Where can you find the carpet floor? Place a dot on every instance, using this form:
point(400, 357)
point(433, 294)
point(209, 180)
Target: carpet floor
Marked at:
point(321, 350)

...

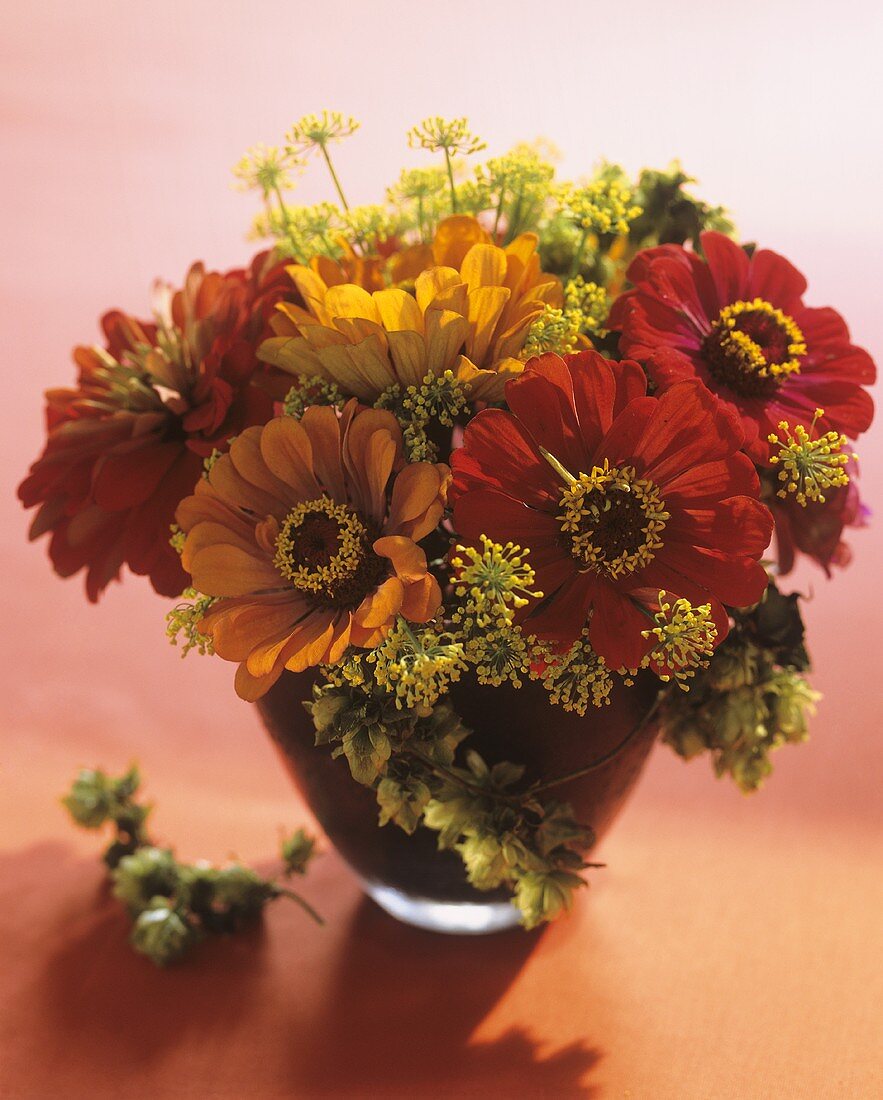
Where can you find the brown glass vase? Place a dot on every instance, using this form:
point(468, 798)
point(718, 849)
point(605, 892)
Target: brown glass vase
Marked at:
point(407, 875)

> AIM: Rewrite the part that opens with the line containing "Where can you find the carpet" and closes with the line containing "point(321, 350)", replacing "carpet floor" with "wooden floor" and leaving everything else unchanged.

> TASK ANSWER:
Where can you find the wooden floor? Place a dot on every instance, using this form:
point(400, 357)
point(433, 294)
point(209, 180)
Target: wooden floor
Marked at:
point(321, 350)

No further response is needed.